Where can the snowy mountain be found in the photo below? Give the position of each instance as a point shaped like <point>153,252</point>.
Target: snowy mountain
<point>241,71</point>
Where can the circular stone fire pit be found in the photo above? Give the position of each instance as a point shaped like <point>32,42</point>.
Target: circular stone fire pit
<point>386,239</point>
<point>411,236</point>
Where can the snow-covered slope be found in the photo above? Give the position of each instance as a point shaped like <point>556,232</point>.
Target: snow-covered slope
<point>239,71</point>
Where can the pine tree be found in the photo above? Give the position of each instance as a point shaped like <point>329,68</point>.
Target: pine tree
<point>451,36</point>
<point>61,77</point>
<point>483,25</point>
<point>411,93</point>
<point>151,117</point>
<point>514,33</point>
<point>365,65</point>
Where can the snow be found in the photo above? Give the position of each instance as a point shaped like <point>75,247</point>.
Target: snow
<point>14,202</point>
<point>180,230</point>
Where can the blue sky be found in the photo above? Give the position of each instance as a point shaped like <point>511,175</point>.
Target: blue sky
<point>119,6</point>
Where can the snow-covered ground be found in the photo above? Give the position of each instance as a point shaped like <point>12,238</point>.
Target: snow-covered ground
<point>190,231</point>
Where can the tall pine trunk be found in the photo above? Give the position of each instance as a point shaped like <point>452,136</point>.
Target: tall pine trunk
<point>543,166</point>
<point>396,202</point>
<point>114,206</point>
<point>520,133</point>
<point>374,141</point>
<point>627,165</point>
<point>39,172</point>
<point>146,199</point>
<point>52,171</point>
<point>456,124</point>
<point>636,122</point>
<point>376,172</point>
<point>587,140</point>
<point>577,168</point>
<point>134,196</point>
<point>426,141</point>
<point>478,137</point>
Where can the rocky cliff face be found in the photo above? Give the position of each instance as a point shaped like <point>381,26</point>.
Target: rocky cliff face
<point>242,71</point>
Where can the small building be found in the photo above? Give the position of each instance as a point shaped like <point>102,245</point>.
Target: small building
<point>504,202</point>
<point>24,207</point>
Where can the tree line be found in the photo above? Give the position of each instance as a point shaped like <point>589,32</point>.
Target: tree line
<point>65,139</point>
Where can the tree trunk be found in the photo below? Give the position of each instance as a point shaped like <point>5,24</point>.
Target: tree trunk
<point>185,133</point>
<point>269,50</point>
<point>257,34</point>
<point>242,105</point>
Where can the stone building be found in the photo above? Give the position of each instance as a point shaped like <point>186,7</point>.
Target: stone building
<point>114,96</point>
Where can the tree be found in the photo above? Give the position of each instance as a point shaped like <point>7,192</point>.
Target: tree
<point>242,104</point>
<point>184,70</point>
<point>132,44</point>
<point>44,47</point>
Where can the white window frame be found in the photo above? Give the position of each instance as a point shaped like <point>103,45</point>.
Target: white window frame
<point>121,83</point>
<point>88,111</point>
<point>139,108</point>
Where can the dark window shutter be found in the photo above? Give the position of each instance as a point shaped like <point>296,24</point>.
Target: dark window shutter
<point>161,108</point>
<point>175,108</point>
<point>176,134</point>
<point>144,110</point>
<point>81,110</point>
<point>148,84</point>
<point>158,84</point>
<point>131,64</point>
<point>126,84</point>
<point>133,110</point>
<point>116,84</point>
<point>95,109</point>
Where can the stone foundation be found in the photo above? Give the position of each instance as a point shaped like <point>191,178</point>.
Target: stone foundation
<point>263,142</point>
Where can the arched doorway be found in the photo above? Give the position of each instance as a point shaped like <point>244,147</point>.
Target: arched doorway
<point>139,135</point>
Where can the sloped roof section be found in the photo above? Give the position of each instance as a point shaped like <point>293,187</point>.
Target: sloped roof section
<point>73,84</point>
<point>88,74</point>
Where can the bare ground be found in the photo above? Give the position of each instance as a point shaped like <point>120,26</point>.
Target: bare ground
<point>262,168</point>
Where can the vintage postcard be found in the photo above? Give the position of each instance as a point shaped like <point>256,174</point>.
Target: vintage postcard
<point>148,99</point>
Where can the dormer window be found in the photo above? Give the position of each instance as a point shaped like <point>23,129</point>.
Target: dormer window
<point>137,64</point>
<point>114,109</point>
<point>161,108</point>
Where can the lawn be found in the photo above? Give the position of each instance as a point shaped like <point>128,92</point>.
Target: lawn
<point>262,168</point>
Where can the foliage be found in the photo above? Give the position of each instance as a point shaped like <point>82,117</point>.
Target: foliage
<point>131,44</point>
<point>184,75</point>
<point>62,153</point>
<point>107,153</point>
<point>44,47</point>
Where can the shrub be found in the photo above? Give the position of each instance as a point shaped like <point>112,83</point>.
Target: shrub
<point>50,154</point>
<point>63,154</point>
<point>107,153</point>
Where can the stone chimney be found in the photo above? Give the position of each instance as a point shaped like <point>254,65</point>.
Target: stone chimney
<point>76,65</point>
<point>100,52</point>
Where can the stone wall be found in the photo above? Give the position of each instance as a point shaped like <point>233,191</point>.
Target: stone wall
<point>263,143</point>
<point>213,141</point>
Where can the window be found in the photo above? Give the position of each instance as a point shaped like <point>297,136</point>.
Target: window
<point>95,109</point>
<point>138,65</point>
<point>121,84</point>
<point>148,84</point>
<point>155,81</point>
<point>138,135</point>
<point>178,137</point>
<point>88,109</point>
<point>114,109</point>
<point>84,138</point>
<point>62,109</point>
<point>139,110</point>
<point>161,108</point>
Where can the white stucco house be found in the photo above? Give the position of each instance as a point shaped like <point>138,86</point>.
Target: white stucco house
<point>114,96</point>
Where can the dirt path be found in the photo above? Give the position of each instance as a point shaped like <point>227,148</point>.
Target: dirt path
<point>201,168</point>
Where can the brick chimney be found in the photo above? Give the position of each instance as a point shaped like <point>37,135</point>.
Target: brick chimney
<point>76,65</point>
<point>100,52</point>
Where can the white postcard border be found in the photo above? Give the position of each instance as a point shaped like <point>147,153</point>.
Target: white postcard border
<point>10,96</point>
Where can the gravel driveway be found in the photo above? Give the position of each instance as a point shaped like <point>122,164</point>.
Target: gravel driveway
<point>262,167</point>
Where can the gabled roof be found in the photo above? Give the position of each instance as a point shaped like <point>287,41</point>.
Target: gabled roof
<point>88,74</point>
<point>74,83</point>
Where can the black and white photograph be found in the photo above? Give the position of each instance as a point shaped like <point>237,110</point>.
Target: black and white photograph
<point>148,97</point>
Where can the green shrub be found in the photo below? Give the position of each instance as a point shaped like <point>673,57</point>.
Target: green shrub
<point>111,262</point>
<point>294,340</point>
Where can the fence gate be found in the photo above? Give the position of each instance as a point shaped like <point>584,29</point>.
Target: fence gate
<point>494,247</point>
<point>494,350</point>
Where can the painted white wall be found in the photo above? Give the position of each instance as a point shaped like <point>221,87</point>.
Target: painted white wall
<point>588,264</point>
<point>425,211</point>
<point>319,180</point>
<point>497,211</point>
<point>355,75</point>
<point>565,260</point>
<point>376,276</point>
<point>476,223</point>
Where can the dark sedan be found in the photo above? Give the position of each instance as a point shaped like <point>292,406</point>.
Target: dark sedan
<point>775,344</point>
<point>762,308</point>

━━━━━━━━━━

Reproduce verbatim the stretch of the records from the line containing "Where can the black" through the line containing "<point>148,97</point>", both ends included.

Where can the black and white photograph be found in the photo above? Give the position of each instance as a point shaped like <point>237,110</point>.
Target: black and white photograph
<point>148,97</point>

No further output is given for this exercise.